=== What is needed ===
Copy the entries below with "Guideline" changed to "Instruction" everywhere it occurs. Keep the rest of the text identical.
====== Dataset content
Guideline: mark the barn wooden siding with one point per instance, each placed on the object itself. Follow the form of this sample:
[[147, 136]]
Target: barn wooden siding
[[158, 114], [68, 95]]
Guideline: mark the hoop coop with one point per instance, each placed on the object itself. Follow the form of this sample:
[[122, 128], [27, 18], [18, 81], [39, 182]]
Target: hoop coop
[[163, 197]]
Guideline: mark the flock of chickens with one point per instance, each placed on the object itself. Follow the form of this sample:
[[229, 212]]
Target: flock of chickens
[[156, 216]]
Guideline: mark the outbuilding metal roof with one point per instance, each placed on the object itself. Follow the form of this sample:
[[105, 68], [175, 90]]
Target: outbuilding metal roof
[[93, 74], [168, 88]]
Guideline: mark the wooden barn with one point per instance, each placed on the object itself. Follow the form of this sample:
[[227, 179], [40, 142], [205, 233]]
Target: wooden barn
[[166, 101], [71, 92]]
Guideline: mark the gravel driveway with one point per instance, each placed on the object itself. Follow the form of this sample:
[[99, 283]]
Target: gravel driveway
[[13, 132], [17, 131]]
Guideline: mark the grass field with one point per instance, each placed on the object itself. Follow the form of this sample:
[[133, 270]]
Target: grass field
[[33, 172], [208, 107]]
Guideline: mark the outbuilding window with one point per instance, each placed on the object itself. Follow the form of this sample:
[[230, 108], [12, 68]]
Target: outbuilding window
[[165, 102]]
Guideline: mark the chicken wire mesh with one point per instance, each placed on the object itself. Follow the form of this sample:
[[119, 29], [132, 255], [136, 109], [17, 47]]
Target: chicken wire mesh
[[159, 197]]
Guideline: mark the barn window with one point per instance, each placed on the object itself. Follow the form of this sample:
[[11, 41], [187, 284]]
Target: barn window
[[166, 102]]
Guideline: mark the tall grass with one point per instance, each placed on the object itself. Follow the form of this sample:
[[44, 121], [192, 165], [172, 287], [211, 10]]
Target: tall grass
============
=== Expected answer ===
Instruction: mark the barn wooden siding with one point per instance, each placed on the object itself. Follow the form of this sample:
[[147, 136]]
Target: barn wooden siding
[[158, 114], [68, 95]]
Instruction: mark the hoop coop with one point per instance, each placed on the object itself. Follow the form of this sample:
[[122, 128], [27, 18], [18, 81], [39, 182]]
Target: hoop coop
[[163, 197]]
Instruction: mark the flock of chickens with one point per instance, each placed on the object itself. Follow the form of this sample:
[[229, 212]]
Target: flock of chickens
[[156, 216]]
Instruction: mark the outbuilding metal roof with one point per instance, each placed on the object itself. Follow the form of this sample:
[[105, 68], [175, 90]]
Target: outbuilding metal roof
[[93, 74], [168, 88]]
Instruction: mark the wooden barn with one point per instance, each placed on the object itself. Follow the form of this sample:
[[227, 179], [40, 142], [205, 233]]
Target: wooden barn
[[166, 101], [71, 92]]
Instruction: mark the gravel driveway with one point per instance, each placed on the object itself. Follow the form of this sample:
[[99, 283]]
Target: gravel driveway
[[13, 132], [17, 131]]
Instruction: mark the grass field with one point per instance, each placed on the object itself. Follow the form of this sample:
[[133, 270]]
Target: grass field
[[33, 172], [208, 107]]
Instruction: mark the outbuilding window with one point per instance, each placed on the object itself. Follow the form of this sample:
[[230, 108], [12, 68]]
Target: outbuilding window
[[165, 102]]
Instruction: mark the chicken wire mesh with one point per instance, each placed on the object itself. Follow the form of this sample:
[[119, 29], [132, 255], [136, 109], [17, 47]]
Target: chicken wire mesh
[[159, 197]]
Instruction: mark the barn window with one point per instance, each placed on the object itself. Follow the form of this sample:
[[11, 41], [187, 284]]
Target: barn window
[[166, 102]]
Instruction: mark the tall grass with one point per instance, each placed on the object itself. Follow the form of this sample:
[[44, 121], [192, 165], [172, 287], [211, 10]]
Target: tall grass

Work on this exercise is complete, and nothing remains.